SUPPLIED DATA:
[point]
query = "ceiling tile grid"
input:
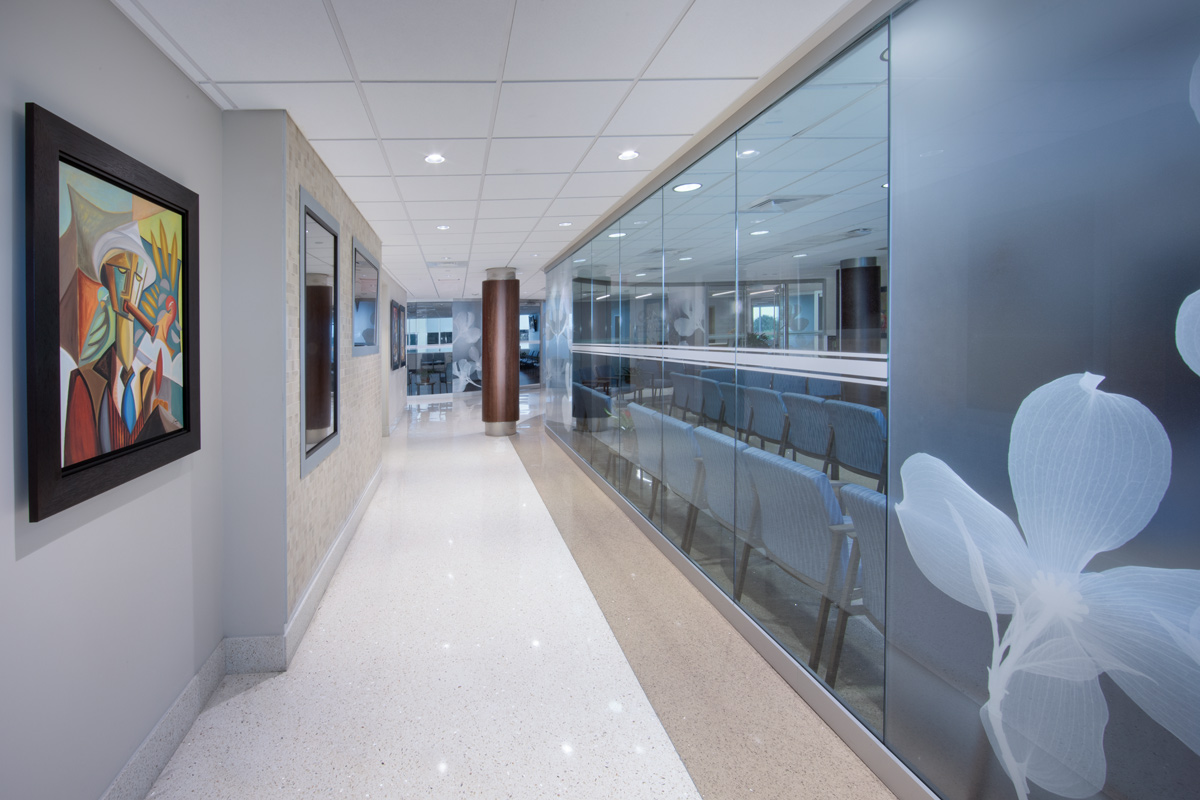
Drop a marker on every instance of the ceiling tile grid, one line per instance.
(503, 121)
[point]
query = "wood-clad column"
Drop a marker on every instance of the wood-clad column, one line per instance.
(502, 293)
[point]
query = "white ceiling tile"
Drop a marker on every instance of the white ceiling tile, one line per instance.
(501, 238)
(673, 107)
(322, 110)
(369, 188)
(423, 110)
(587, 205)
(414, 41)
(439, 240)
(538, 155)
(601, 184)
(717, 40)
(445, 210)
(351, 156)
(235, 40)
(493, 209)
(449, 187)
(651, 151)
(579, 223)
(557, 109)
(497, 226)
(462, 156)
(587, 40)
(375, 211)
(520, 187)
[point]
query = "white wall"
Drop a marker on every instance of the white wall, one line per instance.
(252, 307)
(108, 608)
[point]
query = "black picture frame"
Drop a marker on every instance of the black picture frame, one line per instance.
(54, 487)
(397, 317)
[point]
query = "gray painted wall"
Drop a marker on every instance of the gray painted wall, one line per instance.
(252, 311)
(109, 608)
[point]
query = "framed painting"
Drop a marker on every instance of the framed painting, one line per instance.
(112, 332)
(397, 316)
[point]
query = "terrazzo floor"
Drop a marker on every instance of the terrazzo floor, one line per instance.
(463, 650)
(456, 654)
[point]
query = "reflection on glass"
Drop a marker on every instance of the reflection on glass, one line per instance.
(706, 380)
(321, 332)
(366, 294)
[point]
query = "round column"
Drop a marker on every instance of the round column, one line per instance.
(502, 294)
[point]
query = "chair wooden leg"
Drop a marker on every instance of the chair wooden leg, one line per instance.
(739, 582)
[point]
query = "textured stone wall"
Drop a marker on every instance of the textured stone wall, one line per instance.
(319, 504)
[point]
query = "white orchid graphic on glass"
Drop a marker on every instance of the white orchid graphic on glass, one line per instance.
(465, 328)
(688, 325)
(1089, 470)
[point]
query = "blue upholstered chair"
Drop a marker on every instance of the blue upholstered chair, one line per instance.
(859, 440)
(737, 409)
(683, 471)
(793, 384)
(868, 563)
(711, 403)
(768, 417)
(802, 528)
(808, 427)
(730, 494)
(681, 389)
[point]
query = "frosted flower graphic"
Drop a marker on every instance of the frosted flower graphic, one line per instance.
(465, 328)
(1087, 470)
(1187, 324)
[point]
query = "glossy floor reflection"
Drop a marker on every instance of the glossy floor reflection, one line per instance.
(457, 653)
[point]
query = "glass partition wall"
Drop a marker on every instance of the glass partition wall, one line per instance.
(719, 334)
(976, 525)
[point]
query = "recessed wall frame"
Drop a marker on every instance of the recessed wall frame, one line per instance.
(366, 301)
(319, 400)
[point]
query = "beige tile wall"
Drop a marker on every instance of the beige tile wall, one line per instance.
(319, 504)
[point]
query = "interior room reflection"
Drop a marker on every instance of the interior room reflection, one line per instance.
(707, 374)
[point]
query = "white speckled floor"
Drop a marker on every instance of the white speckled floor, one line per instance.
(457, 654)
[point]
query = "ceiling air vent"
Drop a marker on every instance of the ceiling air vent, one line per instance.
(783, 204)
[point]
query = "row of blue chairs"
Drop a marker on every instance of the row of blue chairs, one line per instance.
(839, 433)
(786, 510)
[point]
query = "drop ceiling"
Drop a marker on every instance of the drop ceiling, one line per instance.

WHAT THE EXERCISE ASKS: Exclude the pictures. Write out the remaining data exactly.

SOLUTION TO THE EXERCISE:
[point]
query = "ceiling tile grid"
input:
Drop a marker on every instance of the ceiling tile grid, one line per instance.
(503, 121)
[point]
query = "wood-clad column"
Drop a marker on every instance of the wood-clad column, one line per instance.
(502, 293)
[point]
query = "white ceiling tile"
Drop a marker on every instance of the white ceiling tile, one line per instance.
(501, 238)
(673, 107)
(322, 110)
(369, 188)
(423, 110)
(587, 205)
(414, 41)
(439, 240)
(538, 155)
(601, 184)
(717, 40)
(445, 210)
(351, 156)
(235, 40)
(493, 209)
(449, 187)
(651, 151)
(579, 223)
(557, 109)
(497, 226)
(462, 156)
(587, 40)
(375, 211)
(520, 187)
[point]
query = "white wall"
Drop a marker on every instance of the white wall, one line per instance.
(252, 307)
(108, 608)
[point]
query = "black picture frame"
Drop a marker on every instance of the black picture frame, one line per instance.
(54, 487)
(397, 317)
[point]
query = "gray painted wall"
Drop a marker on every instance of the gray painted wall, one line per instance.
(252, 311)
(109, 608)
[point]
query = "framed painting"
Drop a marker on every instance of the framed painting, one line per instance.
(112, 332)
(397, 316)
[point]
query = "terrazzo floor"
Drop a marker on every instance of the terrazzo floor, one line per instance.
(463, 650)
(456, 654)
[point]
query = "reflection on glass"
Drop a marker on every instance of the reflection on glass, one line per instance.
(706, 380)
(321, 332)
(366, 294)
[point]
query = "round column"
Drop a marker on every instance of the round column, one line per instance.
(502, 294)
[point]
query = "chair wooden leg"
Drop a marker on every instance of the chair wooden leg, one line per instance.
(739, 582)
[point]
query = "textured stone wall"
Drop a marker on every instance of the textured stone wall, one line per instance.
(319, 504)
[point]
query = "white orchid graphic on glass"
Drop a marker on every instance of the white orchid graphic on glass, one line per instance.
(465, 328)
(688, 325)
(1089, 470)
[point]
query = "blue upholstered chair"
Drop a marker on every instance of the blue upholstered chair, one line per instance.
(859, 440)
(737, 409)
(683, 471)
(793, 384)
(868, 563)
(711, 403)
(768, 417)
(802, 528)
(808, 427)
(730, 494)
(681, 389)
[point]
query = "frosted flower graphic"
Drop a marker on every instance of the frosted flower graphic, one line per instance.
(465, 328)
(1087, 470)
(1187, 324)
[point]
query = "glossy floor reflection"
Drop a marker on every instance of the glossy floor reflection, one line per instance.
(457, 653)
[point]
query = "glass partition wall"
Drop a marker on every instance of the glass partition wall, one line per instance.
(719, 334)
(976, 525)
[point]
query = "recessed wall frame"
Drop a marker on every instance of the recessed wall frame, one line per instance.
(366, 301)
(319, 400)
[point]
query = "beige tile wall"
Drop a marker on every instance of the beige tile wall, one line per instance.
(319, 504)
[point]
query = "interior room reflection"
Drop a marker on every instance of the interior room reflection, one line per instance.
(707, 374)
[point]
query = "white speckled floor"
Drop a marker on every instance of the white speckled floor, one line per instance.
(457, 654)
[point]
query = "ceiling air vent"
Drop a marker on every instance of the ceiling air vent, one line per instance.
(783, 204)
[point]
query = "row of blue chairs"
Drop a marker on every instance of the row of blue chairs, one line per instance.
(839, 433)
(786, 510)
[point]
query = "drop ceiling"
Drop a marker on every instance of the drop ceiling, one line per instance.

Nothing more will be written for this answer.